### DATA IN THIS EXERCISE

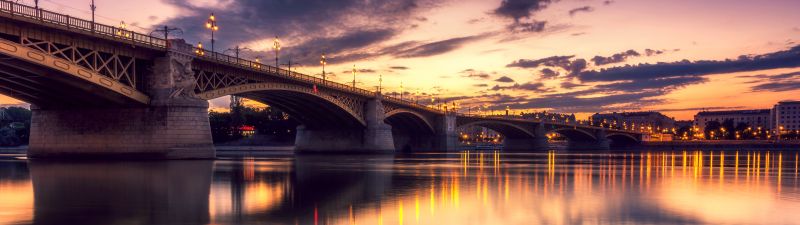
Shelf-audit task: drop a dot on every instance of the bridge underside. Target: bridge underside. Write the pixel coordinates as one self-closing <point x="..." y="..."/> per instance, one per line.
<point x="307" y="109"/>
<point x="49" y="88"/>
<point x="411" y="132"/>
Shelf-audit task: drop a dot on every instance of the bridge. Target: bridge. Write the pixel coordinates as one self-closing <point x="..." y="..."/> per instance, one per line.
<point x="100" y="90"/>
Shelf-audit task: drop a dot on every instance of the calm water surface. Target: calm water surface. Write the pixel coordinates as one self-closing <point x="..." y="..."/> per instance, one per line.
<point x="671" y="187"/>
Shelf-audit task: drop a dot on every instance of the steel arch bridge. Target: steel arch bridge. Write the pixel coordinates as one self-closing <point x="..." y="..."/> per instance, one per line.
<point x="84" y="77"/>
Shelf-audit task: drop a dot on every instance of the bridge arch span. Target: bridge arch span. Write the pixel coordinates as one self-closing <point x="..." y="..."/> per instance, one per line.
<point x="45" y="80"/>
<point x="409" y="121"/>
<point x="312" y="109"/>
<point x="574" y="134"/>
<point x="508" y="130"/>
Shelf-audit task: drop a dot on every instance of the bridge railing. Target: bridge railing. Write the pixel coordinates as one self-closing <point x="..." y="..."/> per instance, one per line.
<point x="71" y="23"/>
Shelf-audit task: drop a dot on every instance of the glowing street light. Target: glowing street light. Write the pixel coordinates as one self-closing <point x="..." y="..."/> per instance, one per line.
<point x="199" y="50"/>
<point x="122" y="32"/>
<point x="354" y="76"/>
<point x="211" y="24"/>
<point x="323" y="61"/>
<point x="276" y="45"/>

######
### DATA IN THIS EXERCISE

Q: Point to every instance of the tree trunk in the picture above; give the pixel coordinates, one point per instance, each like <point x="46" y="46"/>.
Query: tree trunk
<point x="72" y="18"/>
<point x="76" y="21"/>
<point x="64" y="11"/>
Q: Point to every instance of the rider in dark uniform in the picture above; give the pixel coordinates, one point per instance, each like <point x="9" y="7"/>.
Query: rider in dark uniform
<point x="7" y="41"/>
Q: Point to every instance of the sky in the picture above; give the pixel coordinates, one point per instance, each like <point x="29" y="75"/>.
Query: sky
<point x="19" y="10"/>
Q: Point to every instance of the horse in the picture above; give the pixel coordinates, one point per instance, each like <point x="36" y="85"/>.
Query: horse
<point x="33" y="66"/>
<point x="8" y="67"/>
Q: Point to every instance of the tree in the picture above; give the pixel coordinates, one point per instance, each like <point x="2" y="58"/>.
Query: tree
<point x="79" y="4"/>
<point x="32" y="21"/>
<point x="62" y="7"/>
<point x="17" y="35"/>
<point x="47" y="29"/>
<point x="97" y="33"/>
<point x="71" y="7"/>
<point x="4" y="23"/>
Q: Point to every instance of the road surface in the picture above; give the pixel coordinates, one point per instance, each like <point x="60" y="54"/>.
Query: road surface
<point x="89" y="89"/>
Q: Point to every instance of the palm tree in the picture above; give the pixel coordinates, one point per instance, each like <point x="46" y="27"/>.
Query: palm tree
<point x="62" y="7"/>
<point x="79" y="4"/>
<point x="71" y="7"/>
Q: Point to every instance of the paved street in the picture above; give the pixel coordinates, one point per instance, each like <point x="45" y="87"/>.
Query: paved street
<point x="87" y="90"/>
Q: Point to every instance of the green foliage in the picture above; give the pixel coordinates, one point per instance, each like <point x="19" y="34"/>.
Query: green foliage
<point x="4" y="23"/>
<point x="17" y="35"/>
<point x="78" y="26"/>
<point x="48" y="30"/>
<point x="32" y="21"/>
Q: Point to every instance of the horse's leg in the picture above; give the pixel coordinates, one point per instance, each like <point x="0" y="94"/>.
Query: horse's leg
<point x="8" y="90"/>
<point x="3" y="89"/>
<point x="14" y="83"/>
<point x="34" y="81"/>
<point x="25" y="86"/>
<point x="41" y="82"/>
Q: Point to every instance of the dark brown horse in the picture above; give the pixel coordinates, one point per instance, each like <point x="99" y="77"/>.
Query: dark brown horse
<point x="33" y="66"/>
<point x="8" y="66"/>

######

- WHAT YOU NEED TO DO: What lines in the material mention "above"? Copy every one of them.

- RESULT OF THIS EXERCISE:
Q: Point to every instance of the tree trunk in the picture above; give the pixel coordinates, one point per instance, each like <point x="46" y="46"/>.
Q: Point to every instance of the rider in dark uniform in the picture above; give the pixel coordinates, one point per instance, each like <point x="9" y="7"/>.
Q: Point to every instance of the sky in the picture above; give the pixel coordinates, one point per instance, each like <point x="29" y="75"/>.
Q: Point to every instance of the horse in the picture above; give the pixel coordinates, one point per instance, each like <point x="36" y="85"/>.
Q: Point to every instance of the tree in the picture above; give the pixel coordinates, one point per instance, each like <point x="2" y="58"/>.
Q: Point to every instance of the road surface in the picture above; give the pixel coordinates, one point per instance, each like <point x="60" y="54"/>.
Q: Point to every instance of the palm tree in the picture above; give the pixel coordinates, one point per instance, each like <point x="46" y="27"/>.
Q: Point to every instance of the paved street in the picture above; give the pixel coordinates, one point per instance, each like <point x="45" y="87"/>.
Q: Point to every instance of the green foliage in the picture above; give the pixel coordinates, one point per instance, each like <point x="19" y="34"/>.
Q: Point to every instance of the horse's leg in the picture above; give the pixel coordinates, one point per instance, each like <point x="0" y="94"/>.
Q: Point to every instance of the dark brown horse in the picture above; give the pixel coordinates, one point per instance, each like <point x="99" y="77"/>.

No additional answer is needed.